## What you are asked to do
A line qualifies if it holds the string "bracelet". Copy every qualifying line from the records.

--------------------------------

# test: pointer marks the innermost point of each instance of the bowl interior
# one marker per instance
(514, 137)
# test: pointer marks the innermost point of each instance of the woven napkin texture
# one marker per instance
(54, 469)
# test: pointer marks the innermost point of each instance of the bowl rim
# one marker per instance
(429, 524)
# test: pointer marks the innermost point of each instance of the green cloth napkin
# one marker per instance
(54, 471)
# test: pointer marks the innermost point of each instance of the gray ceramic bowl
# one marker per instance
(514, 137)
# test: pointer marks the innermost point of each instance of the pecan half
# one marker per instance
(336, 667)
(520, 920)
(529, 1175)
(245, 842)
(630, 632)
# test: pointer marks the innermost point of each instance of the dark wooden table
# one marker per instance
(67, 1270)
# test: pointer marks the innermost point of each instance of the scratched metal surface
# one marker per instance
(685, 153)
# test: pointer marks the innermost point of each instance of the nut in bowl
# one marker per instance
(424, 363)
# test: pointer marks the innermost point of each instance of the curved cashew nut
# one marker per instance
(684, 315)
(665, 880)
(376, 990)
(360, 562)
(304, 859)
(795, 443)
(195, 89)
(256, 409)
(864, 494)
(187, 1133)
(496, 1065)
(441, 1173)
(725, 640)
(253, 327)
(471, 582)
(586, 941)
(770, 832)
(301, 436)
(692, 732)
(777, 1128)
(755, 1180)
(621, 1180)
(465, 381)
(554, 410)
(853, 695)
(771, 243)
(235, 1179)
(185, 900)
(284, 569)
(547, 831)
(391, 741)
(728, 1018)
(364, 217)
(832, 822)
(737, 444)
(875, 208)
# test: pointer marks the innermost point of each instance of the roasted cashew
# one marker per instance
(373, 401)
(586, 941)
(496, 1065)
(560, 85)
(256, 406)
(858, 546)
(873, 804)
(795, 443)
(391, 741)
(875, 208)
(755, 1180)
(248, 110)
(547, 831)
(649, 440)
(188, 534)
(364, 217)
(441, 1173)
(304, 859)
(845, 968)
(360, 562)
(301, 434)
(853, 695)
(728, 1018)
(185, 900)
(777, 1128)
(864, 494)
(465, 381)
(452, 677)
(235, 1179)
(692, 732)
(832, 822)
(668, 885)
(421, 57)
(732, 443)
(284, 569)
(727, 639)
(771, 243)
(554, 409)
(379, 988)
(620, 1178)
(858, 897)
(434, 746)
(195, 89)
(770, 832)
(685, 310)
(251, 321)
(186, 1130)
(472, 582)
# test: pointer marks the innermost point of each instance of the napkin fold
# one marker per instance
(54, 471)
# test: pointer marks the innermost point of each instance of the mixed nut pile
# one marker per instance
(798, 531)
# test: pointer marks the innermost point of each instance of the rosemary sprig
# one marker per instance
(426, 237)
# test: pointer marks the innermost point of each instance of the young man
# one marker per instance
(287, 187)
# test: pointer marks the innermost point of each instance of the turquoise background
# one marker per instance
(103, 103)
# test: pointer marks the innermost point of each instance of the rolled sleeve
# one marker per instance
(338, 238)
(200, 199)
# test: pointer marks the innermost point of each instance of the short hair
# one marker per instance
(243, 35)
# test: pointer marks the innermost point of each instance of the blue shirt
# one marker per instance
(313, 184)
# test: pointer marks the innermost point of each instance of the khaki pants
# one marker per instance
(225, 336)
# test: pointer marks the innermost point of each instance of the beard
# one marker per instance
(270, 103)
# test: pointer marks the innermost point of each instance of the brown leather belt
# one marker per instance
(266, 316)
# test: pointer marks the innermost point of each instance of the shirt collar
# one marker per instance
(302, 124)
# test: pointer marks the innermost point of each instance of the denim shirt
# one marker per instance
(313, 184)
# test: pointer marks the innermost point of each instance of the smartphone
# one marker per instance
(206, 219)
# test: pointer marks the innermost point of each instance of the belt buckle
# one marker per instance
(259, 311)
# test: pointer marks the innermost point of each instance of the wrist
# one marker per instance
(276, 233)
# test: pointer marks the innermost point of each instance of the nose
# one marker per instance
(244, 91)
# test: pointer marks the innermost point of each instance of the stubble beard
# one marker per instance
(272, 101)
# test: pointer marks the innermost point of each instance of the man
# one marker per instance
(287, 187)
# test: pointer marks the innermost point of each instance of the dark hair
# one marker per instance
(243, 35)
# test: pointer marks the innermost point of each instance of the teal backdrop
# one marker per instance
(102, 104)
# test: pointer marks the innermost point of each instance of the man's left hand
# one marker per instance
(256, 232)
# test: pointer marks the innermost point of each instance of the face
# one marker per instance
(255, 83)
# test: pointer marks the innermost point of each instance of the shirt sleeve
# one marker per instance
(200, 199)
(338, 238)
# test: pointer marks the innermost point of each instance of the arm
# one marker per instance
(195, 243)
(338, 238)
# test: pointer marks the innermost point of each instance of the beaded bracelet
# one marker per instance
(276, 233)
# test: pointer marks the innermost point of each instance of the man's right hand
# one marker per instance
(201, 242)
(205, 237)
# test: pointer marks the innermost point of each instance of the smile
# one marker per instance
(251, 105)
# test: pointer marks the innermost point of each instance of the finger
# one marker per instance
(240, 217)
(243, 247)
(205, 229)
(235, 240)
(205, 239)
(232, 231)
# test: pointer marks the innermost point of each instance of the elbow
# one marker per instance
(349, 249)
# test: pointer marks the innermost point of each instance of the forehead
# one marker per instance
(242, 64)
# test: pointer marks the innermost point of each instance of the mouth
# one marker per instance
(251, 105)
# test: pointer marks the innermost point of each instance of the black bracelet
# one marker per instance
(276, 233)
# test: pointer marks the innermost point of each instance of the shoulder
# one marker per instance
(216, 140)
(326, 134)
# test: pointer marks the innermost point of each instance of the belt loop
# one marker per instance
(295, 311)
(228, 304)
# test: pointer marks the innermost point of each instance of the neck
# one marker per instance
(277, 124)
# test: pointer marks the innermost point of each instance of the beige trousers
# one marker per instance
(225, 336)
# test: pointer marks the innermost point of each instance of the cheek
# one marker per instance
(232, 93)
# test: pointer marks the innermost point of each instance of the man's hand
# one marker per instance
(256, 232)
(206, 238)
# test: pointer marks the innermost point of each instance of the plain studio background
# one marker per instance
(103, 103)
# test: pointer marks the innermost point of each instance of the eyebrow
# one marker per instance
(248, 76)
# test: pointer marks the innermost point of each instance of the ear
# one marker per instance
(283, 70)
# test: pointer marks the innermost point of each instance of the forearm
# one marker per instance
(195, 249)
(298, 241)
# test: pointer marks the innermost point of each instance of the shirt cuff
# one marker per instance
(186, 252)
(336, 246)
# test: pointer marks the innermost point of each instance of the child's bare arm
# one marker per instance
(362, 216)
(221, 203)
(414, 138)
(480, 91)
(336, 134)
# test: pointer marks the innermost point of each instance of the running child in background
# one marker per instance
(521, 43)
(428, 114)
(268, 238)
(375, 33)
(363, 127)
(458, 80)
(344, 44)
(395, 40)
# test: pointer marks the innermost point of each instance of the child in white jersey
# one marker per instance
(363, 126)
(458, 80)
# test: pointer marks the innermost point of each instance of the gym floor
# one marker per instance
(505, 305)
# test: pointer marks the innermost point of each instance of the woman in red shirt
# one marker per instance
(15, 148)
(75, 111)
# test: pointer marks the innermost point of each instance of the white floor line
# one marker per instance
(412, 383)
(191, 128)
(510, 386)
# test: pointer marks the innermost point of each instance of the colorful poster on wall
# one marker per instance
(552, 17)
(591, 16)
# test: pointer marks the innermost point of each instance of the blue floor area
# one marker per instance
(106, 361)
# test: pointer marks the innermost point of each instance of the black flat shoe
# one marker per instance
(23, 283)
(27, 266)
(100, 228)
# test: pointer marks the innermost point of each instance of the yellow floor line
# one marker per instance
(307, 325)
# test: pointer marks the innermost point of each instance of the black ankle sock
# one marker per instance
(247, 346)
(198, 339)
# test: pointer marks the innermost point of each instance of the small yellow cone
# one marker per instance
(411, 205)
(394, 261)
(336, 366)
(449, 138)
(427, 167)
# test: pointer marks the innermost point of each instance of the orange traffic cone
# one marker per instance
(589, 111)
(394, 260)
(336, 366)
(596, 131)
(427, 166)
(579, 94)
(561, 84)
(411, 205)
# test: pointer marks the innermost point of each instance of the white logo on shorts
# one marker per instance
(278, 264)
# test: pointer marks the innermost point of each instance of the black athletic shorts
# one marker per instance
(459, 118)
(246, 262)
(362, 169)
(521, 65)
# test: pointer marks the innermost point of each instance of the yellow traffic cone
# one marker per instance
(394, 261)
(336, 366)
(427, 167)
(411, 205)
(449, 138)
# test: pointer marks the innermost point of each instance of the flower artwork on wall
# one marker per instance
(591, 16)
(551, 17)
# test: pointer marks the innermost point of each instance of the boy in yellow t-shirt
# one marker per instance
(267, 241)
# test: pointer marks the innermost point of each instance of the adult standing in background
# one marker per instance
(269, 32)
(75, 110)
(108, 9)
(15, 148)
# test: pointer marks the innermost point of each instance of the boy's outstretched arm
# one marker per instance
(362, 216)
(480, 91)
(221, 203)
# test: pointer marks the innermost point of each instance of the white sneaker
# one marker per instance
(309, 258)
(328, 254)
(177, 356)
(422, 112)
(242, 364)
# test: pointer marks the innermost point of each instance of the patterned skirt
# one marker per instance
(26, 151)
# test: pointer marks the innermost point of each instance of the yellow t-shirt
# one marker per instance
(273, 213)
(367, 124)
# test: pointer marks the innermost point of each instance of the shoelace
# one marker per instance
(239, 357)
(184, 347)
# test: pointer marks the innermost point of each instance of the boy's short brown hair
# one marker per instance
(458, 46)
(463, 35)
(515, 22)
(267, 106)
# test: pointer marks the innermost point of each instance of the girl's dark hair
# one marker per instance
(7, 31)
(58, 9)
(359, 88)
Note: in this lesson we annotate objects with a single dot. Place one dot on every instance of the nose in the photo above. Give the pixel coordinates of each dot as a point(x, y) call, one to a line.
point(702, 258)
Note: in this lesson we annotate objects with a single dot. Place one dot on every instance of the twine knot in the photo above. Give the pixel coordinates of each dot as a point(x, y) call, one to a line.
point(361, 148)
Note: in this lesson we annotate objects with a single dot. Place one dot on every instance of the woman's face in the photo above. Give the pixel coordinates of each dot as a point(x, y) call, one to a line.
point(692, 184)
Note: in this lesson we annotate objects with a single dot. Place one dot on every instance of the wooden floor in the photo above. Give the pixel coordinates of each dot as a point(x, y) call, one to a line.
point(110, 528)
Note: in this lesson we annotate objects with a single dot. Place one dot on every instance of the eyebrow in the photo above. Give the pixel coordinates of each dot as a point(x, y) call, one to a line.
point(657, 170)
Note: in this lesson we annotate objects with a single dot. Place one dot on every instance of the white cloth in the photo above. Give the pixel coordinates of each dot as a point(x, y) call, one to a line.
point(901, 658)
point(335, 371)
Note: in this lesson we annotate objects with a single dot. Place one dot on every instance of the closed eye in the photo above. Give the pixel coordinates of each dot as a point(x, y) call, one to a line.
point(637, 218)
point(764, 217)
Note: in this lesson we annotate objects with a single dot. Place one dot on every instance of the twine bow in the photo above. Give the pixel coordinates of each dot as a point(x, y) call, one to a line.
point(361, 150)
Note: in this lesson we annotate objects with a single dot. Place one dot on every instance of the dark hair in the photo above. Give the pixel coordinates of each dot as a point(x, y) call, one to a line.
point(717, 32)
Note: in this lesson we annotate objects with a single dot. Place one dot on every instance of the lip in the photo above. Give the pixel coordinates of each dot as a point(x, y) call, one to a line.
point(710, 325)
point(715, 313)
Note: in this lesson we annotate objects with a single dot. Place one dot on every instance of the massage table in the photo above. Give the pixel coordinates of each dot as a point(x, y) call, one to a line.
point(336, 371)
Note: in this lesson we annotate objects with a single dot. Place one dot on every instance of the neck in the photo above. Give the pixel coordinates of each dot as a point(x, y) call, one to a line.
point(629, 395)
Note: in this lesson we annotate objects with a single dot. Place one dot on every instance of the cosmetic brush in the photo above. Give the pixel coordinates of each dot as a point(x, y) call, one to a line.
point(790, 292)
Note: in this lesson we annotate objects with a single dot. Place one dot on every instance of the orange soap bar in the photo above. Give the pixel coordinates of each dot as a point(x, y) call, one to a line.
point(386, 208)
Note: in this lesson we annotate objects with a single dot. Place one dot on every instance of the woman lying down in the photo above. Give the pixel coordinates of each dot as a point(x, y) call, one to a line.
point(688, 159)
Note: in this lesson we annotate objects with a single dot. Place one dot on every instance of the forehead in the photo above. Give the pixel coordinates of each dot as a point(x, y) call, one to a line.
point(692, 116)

--------------------------------

## Answer area
# test: pointer marks the innermost point of each instance of the beaded bracelet
# test: pointer marks the innermost point of each instance of the black bracelet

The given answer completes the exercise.